=== OBJECTIVE ===
Quote all entries exactly, leaving pictures aside.

── EXCERPTED RECORDS ──

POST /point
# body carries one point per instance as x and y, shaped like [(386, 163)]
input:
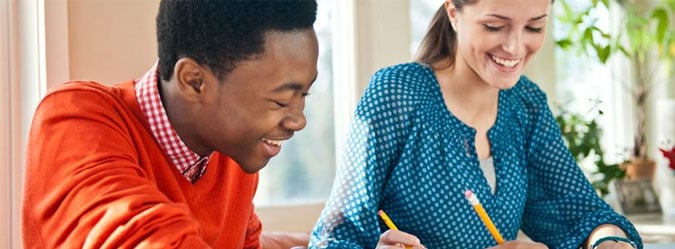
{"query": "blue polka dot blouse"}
[(409, 156)]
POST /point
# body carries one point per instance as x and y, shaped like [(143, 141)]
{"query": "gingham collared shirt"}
[(187, 161)]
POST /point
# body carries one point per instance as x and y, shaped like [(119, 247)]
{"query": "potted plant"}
[(645, 38), (582, 135)]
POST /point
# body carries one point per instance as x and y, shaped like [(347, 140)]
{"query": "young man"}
[(170, 160)]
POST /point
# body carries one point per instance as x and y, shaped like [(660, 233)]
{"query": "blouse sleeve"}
[(562, 207), (349, 219)]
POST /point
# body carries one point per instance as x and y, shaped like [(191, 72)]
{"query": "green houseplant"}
[(582, 136), (644, 37)]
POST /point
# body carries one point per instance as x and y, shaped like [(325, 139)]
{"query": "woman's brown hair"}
[(439, 43)]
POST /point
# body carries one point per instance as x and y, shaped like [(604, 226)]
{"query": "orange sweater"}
[(96, 178)]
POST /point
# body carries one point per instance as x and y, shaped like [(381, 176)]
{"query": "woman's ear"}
[(189, 78), (451, 11)]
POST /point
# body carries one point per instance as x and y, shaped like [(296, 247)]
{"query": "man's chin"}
[(253, 167)]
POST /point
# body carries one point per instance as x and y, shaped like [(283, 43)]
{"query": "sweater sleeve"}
[(84, 185), (349, 219), (562, 207)]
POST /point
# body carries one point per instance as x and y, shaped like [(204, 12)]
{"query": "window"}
[(304, 170), (583, 81), (421, 12)]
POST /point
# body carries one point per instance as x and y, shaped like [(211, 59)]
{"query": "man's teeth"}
[(273, 142), (506, 63)]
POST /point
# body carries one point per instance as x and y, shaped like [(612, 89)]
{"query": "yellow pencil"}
[(483, 216), (390, 224)]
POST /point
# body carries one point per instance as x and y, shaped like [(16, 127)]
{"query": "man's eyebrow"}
[(293, 86), (531, 19)]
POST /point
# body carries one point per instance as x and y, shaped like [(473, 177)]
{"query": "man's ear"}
[(451, 11), (190, 77)]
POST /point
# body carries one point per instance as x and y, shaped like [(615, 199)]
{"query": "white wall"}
[(111, 40)]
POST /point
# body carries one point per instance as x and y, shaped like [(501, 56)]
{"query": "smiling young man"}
[(169, 160)]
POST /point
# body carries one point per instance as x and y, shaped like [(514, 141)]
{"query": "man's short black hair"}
[(220, 33)]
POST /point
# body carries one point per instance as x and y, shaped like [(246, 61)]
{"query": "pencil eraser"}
[(468, 193)]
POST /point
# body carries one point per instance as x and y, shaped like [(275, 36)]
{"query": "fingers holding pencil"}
[(394, 238), (398, 239)]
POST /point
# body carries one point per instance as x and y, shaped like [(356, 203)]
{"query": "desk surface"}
[(655, 229)]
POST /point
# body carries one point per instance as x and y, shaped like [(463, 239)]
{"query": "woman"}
[(462, 117)]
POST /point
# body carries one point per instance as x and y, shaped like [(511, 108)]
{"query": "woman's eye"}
[(534, 30), (492, 28)]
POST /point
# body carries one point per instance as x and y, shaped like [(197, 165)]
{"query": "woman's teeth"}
[(504, 62), (273, 142)]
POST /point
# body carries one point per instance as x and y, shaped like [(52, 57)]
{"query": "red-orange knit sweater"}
[(96, 178)]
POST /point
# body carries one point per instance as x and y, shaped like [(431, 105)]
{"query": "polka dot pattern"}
[(407, 155)]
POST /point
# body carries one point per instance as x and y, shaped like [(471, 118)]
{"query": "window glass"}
[(303, 171)]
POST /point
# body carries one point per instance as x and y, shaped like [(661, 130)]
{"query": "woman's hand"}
[(519, 244), (398, 239), (614, 245)]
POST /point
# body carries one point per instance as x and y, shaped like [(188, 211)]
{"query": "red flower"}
[(670, 155)]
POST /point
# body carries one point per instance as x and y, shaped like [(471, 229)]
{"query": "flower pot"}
[(638, 168)]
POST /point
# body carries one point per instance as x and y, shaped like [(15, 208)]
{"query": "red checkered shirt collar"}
[(147, 94)]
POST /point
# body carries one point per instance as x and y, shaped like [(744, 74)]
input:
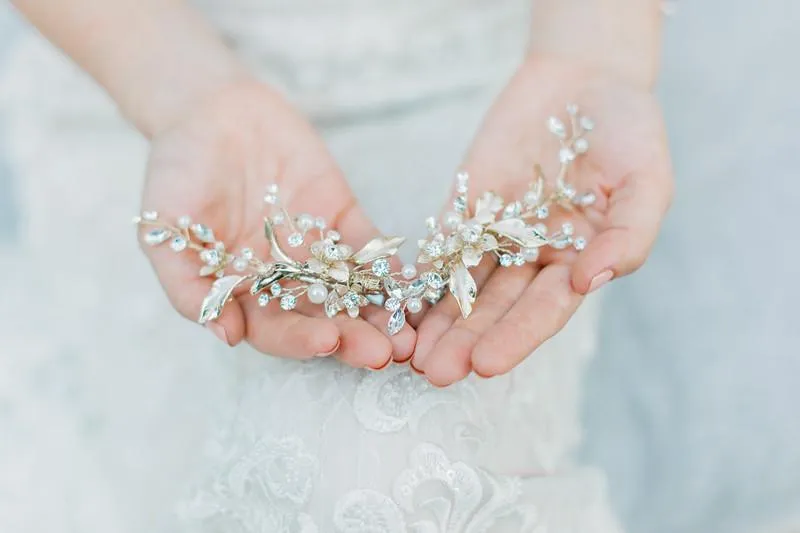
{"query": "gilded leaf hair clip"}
[(343, 279)]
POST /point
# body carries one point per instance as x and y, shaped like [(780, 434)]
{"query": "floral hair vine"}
[(343, 279)]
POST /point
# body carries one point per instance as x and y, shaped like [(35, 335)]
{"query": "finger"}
[(362, 346), (287, 333), (544, 308), (442, 316), (450, 360), (634, 216), (178, 275)]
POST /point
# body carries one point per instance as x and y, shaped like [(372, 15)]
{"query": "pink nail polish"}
[(599, 280), (219, 331)]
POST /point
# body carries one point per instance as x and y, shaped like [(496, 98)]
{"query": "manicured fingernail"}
[(599, 280), (332, 351), (219, 331)]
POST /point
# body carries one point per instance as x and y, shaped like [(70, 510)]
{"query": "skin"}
[(219, 138)]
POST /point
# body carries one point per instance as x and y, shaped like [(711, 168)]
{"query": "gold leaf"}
[(377, 248), (218, 296), (463, 287)]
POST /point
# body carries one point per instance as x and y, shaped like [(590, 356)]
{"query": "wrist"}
[(620, 38)]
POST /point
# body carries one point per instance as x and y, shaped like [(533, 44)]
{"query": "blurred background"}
[(692, 405)]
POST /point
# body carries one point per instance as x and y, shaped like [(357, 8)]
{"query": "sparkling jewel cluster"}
[(342, 279)]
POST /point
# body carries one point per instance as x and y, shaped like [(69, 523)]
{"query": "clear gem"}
[(178, 244), (263, 299), (203, 232), (392, 304), (288, 302), (157, 236), (381, 267)]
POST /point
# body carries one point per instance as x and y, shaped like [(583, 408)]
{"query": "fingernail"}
[(219, 331), (599, 280), (332, 351)]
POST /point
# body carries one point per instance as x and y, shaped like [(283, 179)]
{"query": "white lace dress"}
[(119, 416)]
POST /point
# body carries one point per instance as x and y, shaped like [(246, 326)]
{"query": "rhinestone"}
[(305, 222), (157, 236), (392, 304), (381, 267), (530, 254), (414, 305), (288, 302), (263, 299), (178, 244), (295, 240), (409, 271)]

───

=== ANSWER FOR THE TASK ===
POST /point
# body carries one point per instance as x and y, shaped like [(386, 163)]
input:
{"query": "blue polka dot blouse"}
[(409, 156)]
POST /point
# body carries one point per instance as x and y, shaped like [(143, 141)]
{"query": "gingham collared shirt"}
[(187, 161)]
POST /point
# body carries one point per instance as x and y, shaped like [(119, 247)]
{"query": "potted plant"}
[(645, 38), (582, 135)]
POST /point
# body carries one point per instance as x and y, shaped like [(347, 140)]
{"query": "young man"}
[(170, 160)]
POST /point
# body carries one point per instance as x and y, shaped like [(660, 233)]
{"query": "blouse sleeve"}
[(562, 207), (349, 219)]
POST /point
# body carries one point per instance as x and y, shaped like [(191, 72)]
{"query": "green houseplant"}
[(582, 136), (644, 37)]
POST /point
# body carries one point per instance as x and y, shaped like [(325, 139)]
{"query": "woman's brown hair"}
[(439, 43)]
POST /point
# body carries one point per instance as x and y, shaped like [(604, 226)]
{"query": "orange sweater"}
[(96, 178)]
POST /point
# body carries one point per instance as x and y, shaped like [(381, 176)]
{"query": "woman's ear"}
[(189, 78), (451, 11)]
POST /point
# body carries one point per instance as x and y, shaped like [(296, 247)]
{"query": "man's chin"}
[(253, 167)]
POST /point
# body carries one point per instance as x and y, shaped like [(283, 43)]
{"query": "sweater sleeve"}
[(84, 185), (349, 219), (562, 207)]
POST /point
# body carries one point per instance as x and y, shaped like [(204, 12)]
{"query": "window"}
[(304, 170), (583, 81), (421, 12)]
POST /point
# body carries one point per instance as x and y, shaped like [(211, 59)]
{"query": "man's teeth"}
[(273, 142), (506, 63)]
POST /point
# body carries one point per instance as x and y, shaped like [(612, 89)]
{"query": "yellow pencil"}
[(483, 216), (390, 224)]
POST /point
# body carries one point per instance as x and y, shaped like [(16, 127)]
{"query": "man's eyebrow"}
[(293, 86), (531, 19)]
POST /point
# body carries one point per instance as x and y, shaped like [(473, 177)]
{"query": "man's ear"}
[(451, 11), (190, 77)]
POST /point
# body carries one point per instance as x and y, shaped like [(615, 199)]
{"query": "white wall"}
[(111, 40)]
POST /point
# body carries one point per instance as x and y, shaped like [(501, 56)]
{"query": "smiling young man"}
[(169, 160)]
POST /point
# body carries one point per instance as x and y, shaped like [(514, 141)]
{"query": "man's short black hair"}
[(220, 33)]
POST /point
# body carries one point per instance as x and y, shaped like [(246, 61)]
{"query": "pencil eraser"}
[(468, 193)]
POST /point
# body carries one point per instance as x and y, shaped like [(275, 36)]
{"query": "fingers holding pencil"}
[(394, 238), (398, 239)]
POST /point
# body carries one point per instance as x and y, shaped like [(356, 203)]
{"query": "desk surface"}
[(655, 229)]
POST /point
# body carries one point per instance as x and y, shaped like [(463, 239)]
{"query": "woman"}
[(462, 117)]
POST /point
# body carries one point per instance as x and y, shaped like [(511, 108)]
{"query": "woman's eye"}
[(534, 30), (492, 28)]
POST /point
# body carries one point per instance as x and y, shaped like [(197, 165)]
{"query": "woman's teeth"}
[(504, 62), (273, 142)]
POST /point
# body carries one point per instance as x and y, shaped like [(52, 57)]
{"query": "red-orange knit sweater"}
[(96, 178)]
POST /point
# body carries one point per instance as x and y, shaped like [(431, 105)]
{"query": "polka dot pattern"}
[(407, 155)]
POST /point
# body carries one point per instance as x and y, shaped like [(471, 118)]
{"query": "window glass"}
[(303, 171)]
POST /point
# body carries one point per instance as x and y, shaped like [(661, 130)]
{"query": "woman's hand"}
[(519, 244), (398, 239), (614, 245)]
POST /point
# body carries one point per instance as x and y, shaped like [(188, 211)]
{"query": "red flower"}
[(670, 155)]
POST /point
# body carries one point per instance as x and y, shaped like [(471, 229)]
{"query": "flower pot"}
[(638, 168)]
POST /point
# body carries one point per instance as x and y, shaped like [(15, 208)]
{"query": "red checkered shirt collar"}
[(147, 94)]
POST /point
# body carries one point per instance as x and y, shaped like [(744, 74)]
input:
{"query": "gilded leaf hair clip"}
[(343, 279)]
POST /point
# body carries one point per instance as x and y, shaped like [(780, 434)]
{"query": "floral hair vine"}
[(343, 279)]
POST /point
# body carries one point per instance as x and y, shaped like [(35, 335)]
{"query": "finger"}
[(362, 346), (287, 333), (544, 308), (442, 316), (450, 360), (634, 216), (178, 275)]
POST /point
# body carries one point per instance as x and y, shaped like [(372, 15)]
{"query": "pink nail polish"}
[(599, 280), (219, 331)]
POST /point
# body carries one point per instance as x and y, shaped like [(496, 98)]
{"query": "manicured fingernail"}
[(599, 280), (332, 351), (219, 331)]
POST /point
# body carries one point per instance as x and y, shaped like [(70, 510)]
{"query": "skin"}
[(219, 138)]
POST /point
# body carries one point per instance as x and y, shaped like [(711, 168)]
{"query": "gold leaf"}
[(377, 248), (218, 296), (463, 287)]
POST /point
# body carries one point per instance as x and y, shaped like [(590, 356)]
{"query": "wrist"}
[(620, 38)]
POST /point
# body carries one point per instance as x and y, shaped like [(533, 44)]
{"query": "blurred background"}
[(692, 405)]
POST /point
# body carries one point per instance as x and y, shaped like [(357, 8)]
{"query": "sparkling jewel cluster"}
[(342, 279)]
POST /point
# body carries one point per instance as x and y, shaped like [(69, 523)]
{"query": "clear gem"}
[(178, 244), (263, 299), (203, 232), (392, 304), (288, 302), (157, 236), (381, 267)]
POST /point
# body carries one point per instance as x and y, shaped like [(583, 408)]
{"query": "fingernail"}
[(219, 331), (599, 280), (332, 351)]
POST /point
# body carries one point per instance as x and y, shaped like [(283, 179)]
{"query": "white lace dress"}
[(119, 416)]
POST /point
# body carries one point per instance as x and y, shaped like [(246, 326)]
{"query": "rhinestone"}
[(305, 222), (157, 236), (392, 304), (381, 267), (530, 254), (414, 305), (288, 302), (263, 299), (178, 244), (295, 240), (409, 271)]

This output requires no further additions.